What is needed:
Rescale the entries from the start through the line containing "110 58 L 118", both ends included, and reproduce them in full with the requests unchanged. In the answers, multiply every vertex coordinate by 0.75 and round to the nearest whole number, with halves rounded up.

Dataset:
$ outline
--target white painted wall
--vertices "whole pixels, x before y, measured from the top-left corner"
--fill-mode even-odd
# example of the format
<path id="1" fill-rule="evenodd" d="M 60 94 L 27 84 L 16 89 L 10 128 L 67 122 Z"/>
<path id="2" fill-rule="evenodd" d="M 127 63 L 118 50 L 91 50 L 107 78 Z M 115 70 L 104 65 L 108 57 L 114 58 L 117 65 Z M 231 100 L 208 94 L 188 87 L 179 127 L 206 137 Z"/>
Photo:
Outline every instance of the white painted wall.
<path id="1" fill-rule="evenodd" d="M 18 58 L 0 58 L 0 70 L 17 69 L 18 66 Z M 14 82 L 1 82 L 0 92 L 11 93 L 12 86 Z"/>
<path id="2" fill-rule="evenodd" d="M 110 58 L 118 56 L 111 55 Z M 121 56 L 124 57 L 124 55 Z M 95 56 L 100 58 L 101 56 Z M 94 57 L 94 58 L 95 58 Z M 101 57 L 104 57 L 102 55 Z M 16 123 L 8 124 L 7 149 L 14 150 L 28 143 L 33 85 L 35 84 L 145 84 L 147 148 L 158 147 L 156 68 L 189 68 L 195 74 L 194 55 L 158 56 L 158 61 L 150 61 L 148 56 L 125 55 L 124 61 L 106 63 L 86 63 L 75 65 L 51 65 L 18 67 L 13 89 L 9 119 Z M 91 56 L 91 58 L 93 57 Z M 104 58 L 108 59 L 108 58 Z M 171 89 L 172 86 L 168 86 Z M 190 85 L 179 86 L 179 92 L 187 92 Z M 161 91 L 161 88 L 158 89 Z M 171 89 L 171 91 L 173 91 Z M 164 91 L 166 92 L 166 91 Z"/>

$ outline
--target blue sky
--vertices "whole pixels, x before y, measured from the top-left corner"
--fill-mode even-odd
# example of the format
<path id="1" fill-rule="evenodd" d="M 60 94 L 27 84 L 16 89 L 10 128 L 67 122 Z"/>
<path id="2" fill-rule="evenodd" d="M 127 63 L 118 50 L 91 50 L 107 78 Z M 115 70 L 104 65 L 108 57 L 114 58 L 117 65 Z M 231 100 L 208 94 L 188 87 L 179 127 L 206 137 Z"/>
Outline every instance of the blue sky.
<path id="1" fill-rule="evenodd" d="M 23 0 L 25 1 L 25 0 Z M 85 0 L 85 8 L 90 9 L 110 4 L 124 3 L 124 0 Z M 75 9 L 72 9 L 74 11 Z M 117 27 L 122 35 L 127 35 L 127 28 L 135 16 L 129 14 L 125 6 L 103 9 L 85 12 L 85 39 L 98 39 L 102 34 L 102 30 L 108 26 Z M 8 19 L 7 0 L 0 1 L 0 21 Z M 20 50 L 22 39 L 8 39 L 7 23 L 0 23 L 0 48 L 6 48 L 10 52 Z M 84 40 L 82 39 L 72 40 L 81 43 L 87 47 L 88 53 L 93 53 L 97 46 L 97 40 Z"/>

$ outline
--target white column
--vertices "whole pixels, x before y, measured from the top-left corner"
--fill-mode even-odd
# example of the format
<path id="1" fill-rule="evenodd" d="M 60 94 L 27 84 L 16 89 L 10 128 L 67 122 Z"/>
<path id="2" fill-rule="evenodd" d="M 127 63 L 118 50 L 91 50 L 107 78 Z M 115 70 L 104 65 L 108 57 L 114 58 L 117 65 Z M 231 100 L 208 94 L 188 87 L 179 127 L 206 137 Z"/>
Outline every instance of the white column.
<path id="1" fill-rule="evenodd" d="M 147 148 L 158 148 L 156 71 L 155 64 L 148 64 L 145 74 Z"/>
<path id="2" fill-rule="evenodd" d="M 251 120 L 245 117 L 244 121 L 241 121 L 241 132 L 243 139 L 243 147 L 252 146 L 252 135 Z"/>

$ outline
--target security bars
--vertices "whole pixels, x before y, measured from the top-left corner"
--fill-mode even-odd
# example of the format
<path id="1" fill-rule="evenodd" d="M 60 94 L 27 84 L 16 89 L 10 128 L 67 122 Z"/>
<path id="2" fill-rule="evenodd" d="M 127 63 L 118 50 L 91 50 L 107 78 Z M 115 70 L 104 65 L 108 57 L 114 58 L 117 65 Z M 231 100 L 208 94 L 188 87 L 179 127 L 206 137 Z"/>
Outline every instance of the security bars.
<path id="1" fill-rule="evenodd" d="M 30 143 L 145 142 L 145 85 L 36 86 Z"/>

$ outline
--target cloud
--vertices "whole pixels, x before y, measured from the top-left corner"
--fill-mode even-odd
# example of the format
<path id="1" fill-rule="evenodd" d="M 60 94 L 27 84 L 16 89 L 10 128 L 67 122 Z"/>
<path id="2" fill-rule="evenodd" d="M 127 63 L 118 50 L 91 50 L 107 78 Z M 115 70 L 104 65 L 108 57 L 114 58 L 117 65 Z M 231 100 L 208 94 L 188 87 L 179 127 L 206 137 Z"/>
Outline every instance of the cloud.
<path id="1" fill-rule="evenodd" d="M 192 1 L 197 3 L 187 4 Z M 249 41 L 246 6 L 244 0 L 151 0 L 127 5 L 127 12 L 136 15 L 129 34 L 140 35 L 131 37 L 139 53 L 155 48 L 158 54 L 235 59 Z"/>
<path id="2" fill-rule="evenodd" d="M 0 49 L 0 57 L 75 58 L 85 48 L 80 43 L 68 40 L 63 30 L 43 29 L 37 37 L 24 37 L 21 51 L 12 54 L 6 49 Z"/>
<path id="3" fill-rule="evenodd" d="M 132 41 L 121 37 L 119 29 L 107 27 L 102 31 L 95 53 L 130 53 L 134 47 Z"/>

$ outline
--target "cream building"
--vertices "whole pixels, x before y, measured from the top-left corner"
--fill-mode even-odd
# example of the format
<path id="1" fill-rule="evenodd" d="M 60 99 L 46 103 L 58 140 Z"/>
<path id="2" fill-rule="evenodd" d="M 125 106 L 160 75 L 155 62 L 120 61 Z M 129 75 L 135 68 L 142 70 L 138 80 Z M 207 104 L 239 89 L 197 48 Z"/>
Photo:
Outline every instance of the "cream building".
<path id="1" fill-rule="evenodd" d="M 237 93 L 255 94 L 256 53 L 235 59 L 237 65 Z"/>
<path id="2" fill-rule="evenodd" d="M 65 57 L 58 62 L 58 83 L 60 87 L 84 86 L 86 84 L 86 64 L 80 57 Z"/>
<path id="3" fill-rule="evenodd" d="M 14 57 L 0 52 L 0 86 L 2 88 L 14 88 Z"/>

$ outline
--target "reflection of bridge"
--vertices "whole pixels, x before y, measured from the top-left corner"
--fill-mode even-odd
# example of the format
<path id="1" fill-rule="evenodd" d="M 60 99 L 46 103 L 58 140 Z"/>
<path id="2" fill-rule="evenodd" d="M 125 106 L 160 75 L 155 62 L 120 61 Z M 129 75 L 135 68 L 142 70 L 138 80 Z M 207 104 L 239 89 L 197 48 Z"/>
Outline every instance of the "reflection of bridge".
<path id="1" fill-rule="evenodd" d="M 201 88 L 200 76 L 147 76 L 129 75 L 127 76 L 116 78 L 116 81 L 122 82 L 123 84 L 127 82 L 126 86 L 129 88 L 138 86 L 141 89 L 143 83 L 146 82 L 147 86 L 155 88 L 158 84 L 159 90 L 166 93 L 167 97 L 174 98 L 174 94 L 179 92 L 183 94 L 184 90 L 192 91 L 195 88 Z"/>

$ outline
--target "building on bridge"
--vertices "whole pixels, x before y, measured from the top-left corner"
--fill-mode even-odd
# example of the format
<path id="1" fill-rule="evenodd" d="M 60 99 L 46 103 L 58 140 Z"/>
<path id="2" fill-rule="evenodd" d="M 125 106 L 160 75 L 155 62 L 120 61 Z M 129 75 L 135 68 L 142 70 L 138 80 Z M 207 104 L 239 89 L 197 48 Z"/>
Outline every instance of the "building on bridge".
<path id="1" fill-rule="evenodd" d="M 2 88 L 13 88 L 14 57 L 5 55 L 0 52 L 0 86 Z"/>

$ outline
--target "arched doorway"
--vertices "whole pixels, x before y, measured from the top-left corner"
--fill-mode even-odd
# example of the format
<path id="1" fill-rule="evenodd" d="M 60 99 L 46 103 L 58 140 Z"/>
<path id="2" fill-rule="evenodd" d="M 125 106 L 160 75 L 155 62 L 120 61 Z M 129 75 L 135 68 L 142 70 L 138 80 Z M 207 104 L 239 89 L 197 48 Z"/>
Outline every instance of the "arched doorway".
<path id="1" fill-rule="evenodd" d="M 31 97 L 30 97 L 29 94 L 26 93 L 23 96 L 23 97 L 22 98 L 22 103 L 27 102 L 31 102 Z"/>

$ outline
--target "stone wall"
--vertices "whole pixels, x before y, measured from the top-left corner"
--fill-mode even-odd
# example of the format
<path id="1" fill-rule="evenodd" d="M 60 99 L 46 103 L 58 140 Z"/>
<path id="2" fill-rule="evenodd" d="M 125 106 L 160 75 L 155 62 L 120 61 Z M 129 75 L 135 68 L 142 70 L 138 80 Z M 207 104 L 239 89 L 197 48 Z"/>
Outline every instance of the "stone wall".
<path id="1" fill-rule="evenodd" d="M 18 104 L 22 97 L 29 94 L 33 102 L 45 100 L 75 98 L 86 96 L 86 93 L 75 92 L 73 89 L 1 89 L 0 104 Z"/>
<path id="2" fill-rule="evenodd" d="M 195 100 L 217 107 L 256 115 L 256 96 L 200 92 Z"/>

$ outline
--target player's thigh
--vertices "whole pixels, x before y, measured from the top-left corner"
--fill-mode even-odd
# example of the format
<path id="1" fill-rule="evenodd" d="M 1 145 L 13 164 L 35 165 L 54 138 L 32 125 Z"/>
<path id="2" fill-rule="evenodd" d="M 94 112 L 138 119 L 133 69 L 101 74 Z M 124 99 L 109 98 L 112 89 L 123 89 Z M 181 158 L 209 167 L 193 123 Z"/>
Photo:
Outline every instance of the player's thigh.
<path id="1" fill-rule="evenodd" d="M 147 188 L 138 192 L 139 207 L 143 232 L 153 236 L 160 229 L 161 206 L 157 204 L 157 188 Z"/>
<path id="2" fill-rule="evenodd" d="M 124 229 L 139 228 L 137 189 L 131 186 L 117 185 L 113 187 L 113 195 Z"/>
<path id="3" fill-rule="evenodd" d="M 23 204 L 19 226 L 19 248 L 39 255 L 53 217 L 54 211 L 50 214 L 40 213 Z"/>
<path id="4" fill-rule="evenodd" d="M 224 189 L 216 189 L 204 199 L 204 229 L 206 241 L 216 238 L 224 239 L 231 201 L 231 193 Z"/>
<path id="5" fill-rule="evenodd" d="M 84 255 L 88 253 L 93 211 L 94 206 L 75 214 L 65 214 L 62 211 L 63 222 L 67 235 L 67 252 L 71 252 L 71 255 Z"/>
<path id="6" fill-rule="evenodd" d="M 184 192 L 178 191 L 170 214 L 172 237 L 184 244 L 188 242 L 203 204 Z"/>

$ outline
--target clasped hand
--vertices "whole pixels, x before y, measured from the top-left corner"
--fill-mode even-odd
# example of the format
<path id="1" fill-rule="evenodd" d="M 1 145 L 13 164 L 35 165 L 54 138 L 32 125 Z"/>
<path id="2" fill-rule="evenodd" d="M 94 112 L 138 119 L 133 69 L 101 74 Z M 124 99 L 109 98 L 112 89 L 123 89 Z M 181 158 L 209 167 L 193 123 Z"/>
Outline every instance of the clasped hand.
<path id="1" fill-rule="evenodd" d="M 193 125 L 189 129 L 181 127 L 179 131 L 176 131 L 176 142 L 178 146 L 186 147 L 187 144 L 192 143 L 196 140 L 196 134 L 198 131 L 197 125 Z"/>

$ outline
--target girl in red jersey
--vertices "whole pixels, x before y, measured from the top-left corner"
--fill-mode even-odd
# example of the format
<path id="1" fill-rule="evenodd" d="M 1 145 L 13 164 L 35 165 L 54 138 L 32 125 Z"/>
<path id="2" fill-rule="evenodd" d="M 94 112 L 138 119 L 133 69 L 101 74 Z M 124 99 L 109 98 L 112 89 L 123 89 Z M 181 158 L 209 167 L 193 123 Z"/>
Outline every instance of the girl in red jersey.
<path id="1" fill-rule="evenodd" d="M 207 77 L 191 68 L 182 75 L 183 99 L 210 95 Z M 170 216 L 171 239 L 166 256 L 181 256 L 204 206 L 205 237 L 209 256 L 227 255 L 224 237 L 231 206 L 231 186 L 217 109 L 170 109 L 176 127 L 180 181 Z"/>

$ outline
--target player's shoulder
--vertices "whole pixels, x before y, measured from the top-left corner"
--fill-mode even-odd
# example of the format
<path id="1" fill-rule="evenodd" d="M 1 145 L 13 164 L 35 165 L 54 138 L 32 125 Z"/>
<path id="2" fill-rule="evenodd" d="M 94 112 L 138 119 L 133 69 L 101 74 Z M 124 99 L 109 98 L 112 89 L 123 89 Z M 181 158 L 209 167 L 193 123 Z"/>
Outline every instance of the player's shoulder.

Output of the exercise:
$ outline
--target white painted wall
--vertices "whole pixels, x before y, measured from the top-left corner"
--fill-mode even-odd
# example of the format
<path id="1" fill-rule="evenodd" d="M 60 94 L 27 84 L 16 89 L 10 128 L 67 122 Z"/>
<path id="2" fill-rule="evenodd" d="M 127 63 L 118 50 L 91 50 L 107 78 Z M 115 70 L 104 65 L 108 57 L 114 58 L 117 65 Z M 231 100 L 208 94 L 188 87 L 179 127 L 206 137 Z"/>
Photo:
Outline every instance of the white painted wall.
<path id="1" fill-rule="evenodd" d="M 14 44 L 0 44 L 0 53 L 13 52 L 14 50 Z M 11 62 L 1 62 L 0 69 L 8 70 L 9 65 Z"/>
<path id="2" fill-rule="evenodd" d="M 83 44 L 89 42 L 83 41 Z M 91 42 L 93 43 L 93 41 Z M 71 42 L 75 44 L 76 42 Z M 71 43 L 71 44 L 71 44 Z M 76 43 L 78 43 L 77 41 Z M 12 92 L 6 93 L 5 112 L 11 113 L 21 107 L 25 64 L 26 63 L 109 63 L 110 111 L 119 110 L 117 51 L 142 51 L 146 56 L 146 41 L 119 42 L 119 46 L 113 46 L 111 42 L 94 41 L 93 46 L 80 47 L 65 47 L 56 49 L 38 49 L 14 50 L 10 67 L 7 89 Z M 68 42 L 68 44 L 70 43 Z M 78 44 L 81 44 L 81 44 Z M 128 67 L 129 65 L 126 65 Z M 143 64 L 134 65 L 134 69 L 140 69 Z M 121 68 L 121 66 L 119 67 Z M 128 67 L 128 68 L 130 68 Z M 123 68 L 125 69 L 125 68 Z"/>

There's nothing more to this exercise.